Brief>
Reproduce the boarding-school passage word for word, everything from "Our boarding cooks, in" down to "paid the price.".
[Opening Supplied passage section]
On Sunday mornings we swam in the school pool, and in the evenings strolled around Juhu Beach, Pali Hill, Land’s End, Santa Cruz and Khar. These places had acres upon acres of greenery and only a few houses. It was a bit like revisiting Goa.

Then came the war that changed our lives.

We were forbidden from reading the newspaper, yet names like Hitler and Churchill kept cropping up in conversations. Vegetables had gone missing from the plate and meat was served on-the-bone in curries. Ten of us third-class boarders had it even harder; we could eat only after polishing spoons and serving the rest of the children in the refectory. But since my mother was a widow, I received a 50 percent concession in fee. I paid five-rupees — half the Bombay-Goa train fare at the time.

Our boarding cooks, in a hurry to feed 600 hungry boys, dumped sacks of grain directly into cooking vats wheeled around in trolleys, making roach wings and rat excreta regular accompaniments with our meal. Sooner than later, we paid the price.
[Closing Supplied passage section]
[Opening Information section]
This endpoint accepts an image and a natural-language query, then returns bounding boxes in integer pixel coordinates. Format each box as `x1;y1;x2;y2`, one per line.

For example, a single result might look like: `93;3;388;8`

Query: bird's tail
[Closing Information section]
[Opening Information section]
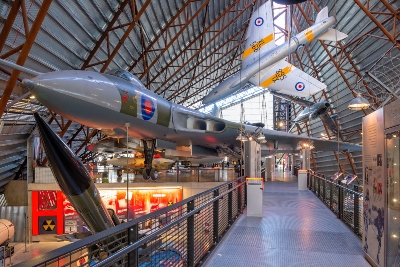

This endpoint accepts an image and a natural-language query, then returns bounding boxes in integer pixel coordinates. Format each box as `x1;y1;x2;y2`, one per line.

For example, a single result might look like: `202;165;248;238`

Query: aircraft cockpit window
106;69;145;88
[Closing Information section]
[Opening Information section]
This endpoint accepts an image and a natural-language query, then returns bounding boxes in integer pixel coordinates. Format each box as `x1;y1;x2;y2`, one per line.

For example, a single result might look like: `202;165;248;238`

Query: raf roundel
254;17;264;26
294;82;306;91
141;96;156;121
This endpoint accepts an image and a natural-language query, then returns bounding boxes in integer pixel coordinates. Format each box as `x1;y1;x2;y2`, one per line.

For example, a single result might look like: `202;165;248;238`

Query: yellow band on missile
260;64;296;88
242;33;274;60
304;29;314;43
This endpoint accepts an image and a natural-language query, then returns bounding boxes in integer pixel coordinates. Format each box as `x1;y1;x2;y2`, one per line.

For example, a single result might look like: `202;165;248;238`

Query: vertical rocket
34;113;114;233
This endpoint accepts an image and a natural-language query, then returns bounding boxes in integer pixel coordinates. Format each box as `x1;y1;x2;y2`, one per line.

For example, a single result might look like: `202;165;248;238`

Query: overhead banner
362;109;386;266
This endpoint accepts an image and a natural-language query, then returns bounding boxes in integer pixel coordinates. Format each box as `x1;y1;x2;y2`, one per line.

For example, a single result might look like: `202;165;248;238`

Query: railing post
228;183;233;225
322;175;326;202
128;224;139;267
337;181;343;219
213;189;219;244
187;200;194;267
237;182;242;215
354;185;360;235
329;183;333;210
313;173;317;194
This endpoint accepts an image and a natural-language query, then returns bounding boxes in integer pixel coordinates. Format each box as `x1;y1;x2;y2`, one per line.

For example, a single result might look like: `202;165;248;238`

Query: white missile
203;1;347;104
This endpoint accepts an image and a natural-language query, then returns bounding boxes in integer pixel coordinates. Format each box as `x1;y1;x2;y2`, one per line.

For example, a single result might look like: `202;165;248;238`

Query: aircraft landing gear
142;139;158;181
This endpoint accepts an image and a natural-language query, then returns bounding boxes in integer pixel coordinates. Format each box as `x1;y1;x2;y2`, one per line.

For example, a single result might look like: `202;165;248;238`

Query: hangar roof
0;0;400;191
[Closing Information section]
Response area>
Our boarding cooks, in a hurry to feed 600 hungry boys, dumped sacks of grain directly into cooking vats wheeled around in trolleys, making roach wings and rat excreta regular accompaniments with our meal. Sooner than later, we paid the price.